## Work to be completed
Your answer should consist of the lines in the following data that contain "wooden".

Stored dataset items:
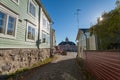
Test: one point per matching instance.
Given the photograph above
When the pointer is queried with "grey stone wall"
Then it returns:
(15, 59)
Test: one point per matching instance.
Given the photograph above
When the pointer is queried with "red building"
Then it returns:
(67, 46)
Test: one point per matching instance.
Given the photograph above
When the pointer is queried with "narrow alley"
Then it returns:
(63, 68)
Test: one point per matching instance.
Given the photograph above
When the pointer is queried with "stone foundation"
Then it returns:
(15, 59)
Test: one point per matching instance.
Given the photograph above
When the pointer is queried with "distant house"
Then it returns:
(85, 41)
(67, 46)
(118, 3)
(23, 23)
(25, 34)
(53, 38)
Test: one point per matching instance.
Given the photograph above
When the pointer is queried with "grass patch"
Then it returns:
(41, 63)
(85, 74)
(47, 60)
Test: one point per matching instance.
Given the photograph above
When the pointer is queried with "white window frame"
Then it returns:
(9, 13)
(16, 2)
(33, 26)
(47, 37)
(31, 1)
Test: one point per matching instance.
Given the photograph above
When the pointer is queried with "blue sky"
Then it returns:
(62, 12)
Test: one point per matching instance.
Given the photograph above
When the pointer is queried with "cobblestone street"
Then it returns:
(63, 68)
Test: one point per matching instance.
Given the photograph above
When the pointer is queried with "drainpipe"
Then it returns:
(38, 41)
(86, 40)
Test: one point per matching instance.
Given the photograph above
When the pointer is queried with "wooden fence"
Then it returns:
(105, 65)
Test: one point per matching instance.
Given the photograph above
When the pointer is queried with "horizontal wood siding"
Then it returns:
(104, 65)
(22, 10)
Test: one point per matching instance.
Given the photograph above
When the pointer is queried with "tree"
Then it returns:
(108, 30)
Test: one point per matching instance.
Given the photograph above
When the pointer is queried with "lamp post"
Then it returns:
(51, 41)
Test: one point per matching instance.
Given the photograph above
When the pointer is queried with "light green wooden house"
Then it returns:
(24, 24)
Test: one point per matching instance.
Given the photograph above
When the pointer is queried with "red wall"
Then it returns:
(105, 65)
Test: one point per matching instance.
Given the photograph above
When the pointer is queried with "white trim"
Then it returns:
(9, 13)
(16, 2)
(31, 25)
(35, 9)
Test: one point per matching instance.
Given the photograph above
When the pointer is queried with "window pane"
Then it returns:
(32, 9)
(33, 34)
(16, 1)
(44, 22)
(29, 32)
(11, 26)
(2, 22)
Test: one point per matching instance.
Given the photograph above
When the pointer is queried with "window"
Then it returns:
(16, 1)
(11, 26)
(8, 22)
(31, 32)
(44, 22)
(32, 9)
(45, 38)
(3, 18)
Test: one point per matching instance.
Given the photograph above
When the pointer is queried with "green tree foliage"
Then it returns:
(108, 30)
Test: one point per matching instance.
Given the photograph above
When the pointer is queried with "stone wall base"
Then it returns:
(15, 59)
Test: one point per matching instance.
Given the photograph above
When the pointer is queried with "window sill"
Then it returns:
(7, 36)
(29, 40)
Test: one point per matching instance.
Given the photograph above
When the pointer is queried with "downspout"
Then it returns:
(51, 40)
(38, 41)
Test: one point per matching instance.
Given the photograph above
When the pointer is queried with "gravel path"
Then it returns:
(64, 68)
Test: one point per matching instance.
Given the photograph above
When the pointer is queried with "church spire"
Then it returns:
(67, 40)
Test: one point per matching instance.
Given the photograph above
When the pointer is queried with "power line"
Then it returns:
(77, 14)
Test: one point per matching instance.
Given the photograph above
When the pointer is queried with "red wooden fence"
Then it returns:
(105, 65)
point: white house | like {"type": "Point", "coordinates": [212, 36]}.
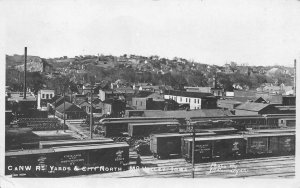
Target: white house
{"type": "Point", "coordinates": [44, 96]}
{"type": "Point", "coordinates": [196, 100]}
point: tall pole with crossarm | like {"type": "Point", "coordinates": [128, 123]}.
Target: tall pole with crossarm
{"type": "Point", "coordinates": [91, 116]}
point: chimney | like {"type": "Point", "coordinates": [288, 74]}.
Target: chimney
{"type": "Point", "coordinates": [295, 79]}
{"type": "Point", "coordinates": [25, 70]}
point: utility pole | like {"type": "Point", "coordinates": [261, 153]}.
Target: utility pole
{"type": "Point", "coordinates": [191, 127]}
{"type": "Point", "coordinates": [91, 116]}
{"type": "Point", "coordinates": [295, 74]}
{"type": "Point", "coordinates": [64, 111]}
{"type": "Point", "coordinates": [25, 70]}
{"type": "Point", "coordinates": [193, 152]}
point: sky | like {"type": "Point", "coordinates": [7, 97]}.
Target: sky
{"type": "Point", "coordinates": [253, 32]}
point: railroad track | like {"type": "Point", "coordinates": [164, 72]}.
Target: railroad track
{"type": "Point", "coordinates": [270, 167]}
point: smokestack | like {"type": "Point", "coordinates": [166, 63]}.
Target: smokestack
{"type": "Point", "coordinates": [295, 79]}
{"type": "Point", "coordinates": [25, 70]}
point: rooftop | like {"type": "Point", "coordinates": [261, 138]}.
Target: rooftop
{"type": "Point", "coordinates": [18, 96]}
{"type": "Point", "coordinates": [188, 114]}
{"type": "Point", "coordinates": [251, 106]}
{"type": "Point", "coordinates": [188, 94]}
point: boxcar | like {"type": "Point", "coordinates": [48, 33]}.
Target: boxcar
{"type": "Point", "coordinates": [168, 144]}
{"type": "Point", "coordinates": [57, 143]}
{"type": "Point", "coordinates": [270, 144]}
{"type": "Point", "coordinates": [118, 128]}
{"type": "Point", "coordinates": [212, 148]}
{"type": "Point", "coordinates": [145, 129]}
{"type": "Point", "coordinates": [287, 122]}
{"type": "Point", "coordinates": [68, 160]}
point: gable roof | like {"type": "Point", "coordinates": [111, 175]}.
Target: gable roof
{"type": "Point", "coordinates": [69, 107]}
{"type": "Point", "coordinates": [188, 114]}
{"type": "Point", "coordinates": [188, 94]}
{"type": "Point", "coordinates": [251, 106]}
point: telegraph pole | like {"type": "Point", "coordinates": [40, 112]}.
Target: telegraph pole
{"type": "Point", "coordinates": [91, 116]}
{"type": "Point", "coordinates": [25, 72]}
{"type": "Point", "coordinates": [64, 111]}
{"type": "Point", "coordinates": [193, 151]}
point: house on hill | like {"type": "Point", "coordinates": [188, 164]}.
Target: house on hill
{"type": "Point", "coordinates": [196, 100]}
{"type": "Point", "coordinates": [71, 111]}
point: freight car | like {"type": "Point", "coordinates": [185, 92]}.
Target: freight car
{"type": "Point", "coordinates": [120, 128]}
{"type": "Point", "coordinates": [213, 148]}
{"type": "Point", "coordinates": [57, 143]}
{"type": "Point", "coordinates": [270, 144]}
{"type": "Point", "coordinates": [230, 147]}
{"type": "Point", "coordinates": [68, 160]}
{"type": "Point", "coordinates": [169, 144]}
{"type": "Point", "coordinates": [287, 122]}
{"type": "Point", "coordinates": [242, 122]}
{"type": "Point", "coordinates": [145, 129]}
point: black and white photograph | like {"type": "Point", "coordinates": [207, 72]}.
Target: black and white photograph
{"type": "Point", "coordinates": [149, 89]}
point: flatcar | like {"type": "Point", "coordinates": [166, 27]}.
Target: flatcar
{"type": "Point", "coordinates": [68, 160]}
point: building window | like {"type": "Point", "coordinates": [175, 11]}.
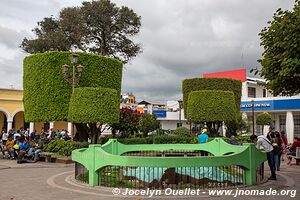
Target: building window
{"type": "Point", "coordinates": [282, 120]}
{"type": "Point", "coordinates": [264, 93]}
{"type": "Point", "coordinates": [251, 92]}
{"type": "Point", "coordinates": [297, 125]}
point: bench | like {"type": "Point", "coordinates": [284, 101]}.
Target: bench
{"type": "Point", "coordinates": [47, 156]}
{"type": "Point", "coordinates": [297, 157]}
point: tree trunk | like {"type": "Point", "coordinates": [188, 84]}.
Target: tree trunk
{"type": "Point", "coordinates": [82, 132]}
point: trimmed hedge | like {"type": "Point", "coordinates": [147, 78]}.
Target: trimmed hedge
{"type": "Point", "coordinates": [47, 94]}
{"type": "Point", "coordinates": [182, 131]}
{"type": "Point", "coordinates": [264, 119]}
{"type": "Point", "coordinates": [161, 139]}
{"type": "Point", "coordinates": [64, 148]}
{"type": "Point", "coordinates": [223, 84]}
{"type": "Point", "coordinates": [91, 105]}
{"type": "Point", "coordinates": [211, 106]}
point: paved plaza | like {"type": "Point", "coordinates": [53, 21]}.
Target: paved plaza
{"type": "Point", "coordinates": [56, 181]}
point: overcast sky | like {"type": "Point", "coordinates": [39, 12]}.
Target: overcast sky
{"type": "Point", "coordinates": [180, 38]}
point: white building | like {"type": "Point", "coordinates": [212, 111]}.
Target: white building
{"type": "Point", "coordinates": [285, 111]}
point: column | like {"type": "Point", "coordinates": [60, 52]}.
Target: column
{"type": "Point", "coordinates": [289, 126]}
{"type": "Point", "coordinates": [31, 127]}
{"type": "Point", "coordinates": [9, 125]}
{"type": "Point", "coordinates": [70, 128]}
{"type": "Point", "coordinates": [51, 125]}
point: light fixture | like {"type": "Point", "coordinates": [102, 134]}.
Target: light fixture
{"type": "Point", "coordinates": [73, 58]}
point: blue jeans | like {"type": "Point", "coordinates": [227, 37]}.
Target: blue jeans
{"type": "Point", "coordinates": [277, 160]}
{"type": "Point", "coordinates": [37, 154]}
{"type": "Point", "coordinates": [270, 157]}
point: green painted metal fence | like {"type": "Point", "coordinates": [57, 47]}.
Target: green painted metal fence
{"type": "Point", "coordinates": [115, 164]}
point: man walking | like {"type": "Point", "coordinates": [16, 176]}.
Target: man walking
{"type": "Point", "coordinates": [264, 143]}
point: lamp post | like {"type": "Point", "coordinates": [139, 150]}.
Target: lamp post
{"type": "Point", "coordinates": [74, 77]}
{"type": "Point", "coordinates": [253, 131]}
{"type": "Point", "coordinates": [180, 108]}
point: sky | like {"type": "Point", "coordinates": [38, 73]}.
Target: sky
{"type": "Point", "coordinates": [180, 39]}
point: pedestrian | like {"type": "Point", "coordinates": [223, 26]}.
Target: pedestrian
{"type": "Point", "coordinates": [292, 149]}
{"type": "Point", "coordinates": [277, 147]}
{"type": "Point", "coordinates": [262, 142]}
{"type": "Point", "coordinates": [203, 138]}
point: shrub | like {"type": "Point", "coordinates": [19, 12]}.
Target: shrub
{"type": "Point", "coordinates": [182, 131]}
{"type": "Point", "coordinates": [211, 106]}
{"type": "Point", "coordinates": [223, 84]}
{"type": "Point", "coordinates": [264, 119]}
{"type": "Point", "coordinates": [64, 148]}
{"type": "Point", "coordinates": [47, 94]}
{"type": "Point", "coordinates": [91, 105]}
{"type": "Point", "coordinates": [173, 139]}
{"type": "Point", "coordinates": [135, 140]}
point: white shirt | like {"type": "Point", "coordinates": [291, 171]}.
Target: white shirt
{"type": "Point", "coordinates": [264, 143]}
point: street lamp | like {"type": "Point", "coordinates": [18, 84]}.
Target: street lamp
{"type": "Point", "coordinates": [180, 108]}
{"type": "Point", "coordinates": [74, 77]}
{"type": "Point", "coordinates": [253, 125]}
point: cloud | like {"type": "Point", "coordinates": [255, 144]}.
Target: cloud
{"type": "Point", "coordinates": [181, 39]}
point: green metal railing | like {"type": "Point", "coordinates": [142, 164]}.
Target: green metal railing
{"type": "Point", "coordinates": [153, 165]}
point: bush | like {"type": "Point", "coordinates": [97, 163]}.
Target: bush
{"type": "Point", "coordinates": [136, 140]}
{"type": "Point", "coordinates": [223, 84]}
{"type": "Point", "coordinates": [264, 119]}
{"type": "Point", "coordinates": [211, 106]}
{"type": "Point", "coordinates": [160, 139]}
{"type": "Point", "coordinates": [90, 105]}
{"type": "Point", "coordinates": [181, 131]}
{"type": "Point", "coordinates": [47, 94]}
{"type": "Point", "coordinates": [64, 148]}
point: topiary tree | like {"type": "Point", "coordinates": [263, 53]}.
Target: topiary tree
{"type": "Point", "coordinates": [148, 123]}
{"type": "Point", "coordinates": [263, 119]}
{"type": "Point", "coordinates": [182, 131]}
{"type": "Point", "coordinates": [211, 107]}
{"type": "Point", "coordinates": [223, 84]}
{"type": "Point", "coordinates": [47, 94]}
{"type": "Point", "coordinates": [95, 107]}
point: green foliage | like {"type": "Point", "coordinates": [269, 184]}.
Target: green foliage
{"type": "Point", "coordinates": [148, 123]}
{"type": "Point", "coordinates": [47, 94]}
{"type": "Point", "coordinates": [128, 124]}
{"type": "Point", "coordinates": [211, 106]}
{"type": "Point", "coordinates": [264, 119]}
{"type": "Point", "coordinates": [64, 148]}
{"type": "Point", "coordinates": [161, 139]}
{"type": "Point", "coordinates": [174, 139]}
{"type": "Point", "coordinates": [91, 105]}
{"type": "Point", "coordinates": [136, 140]}
{"type": "Point", "coordinates": [280, 59]}
{"type": "Point", "coordinates": [99, 27]}
{"type": "Point", "coordinates": [223, 84]}
{"type": "Point", "coordinates": [182, 131]}
{"type": "Point", "coordinates": [236, 126]}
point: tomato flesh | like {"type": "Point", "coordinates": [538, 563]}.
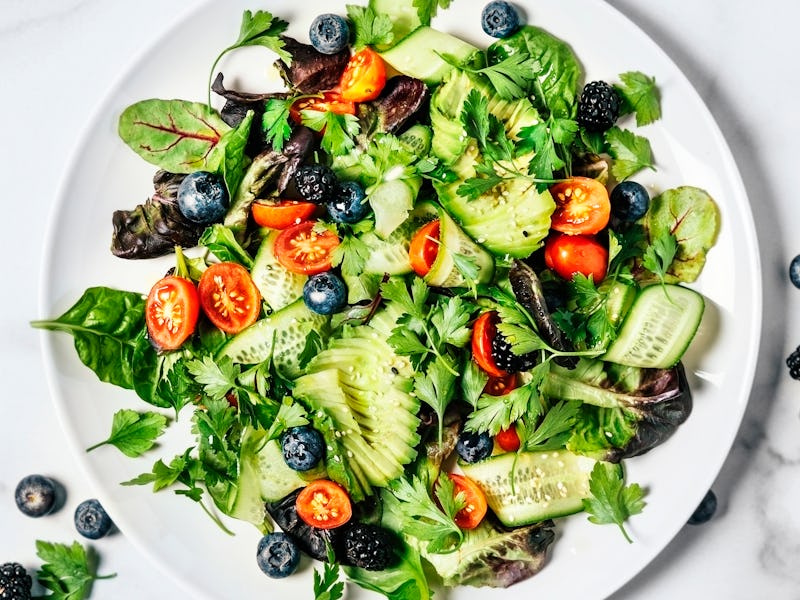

## Expected answer
When the pointer is queried with "wooden fence"
When the pointer is queried with "light green wooden house"
When the pointer is queried with "red wooden fence"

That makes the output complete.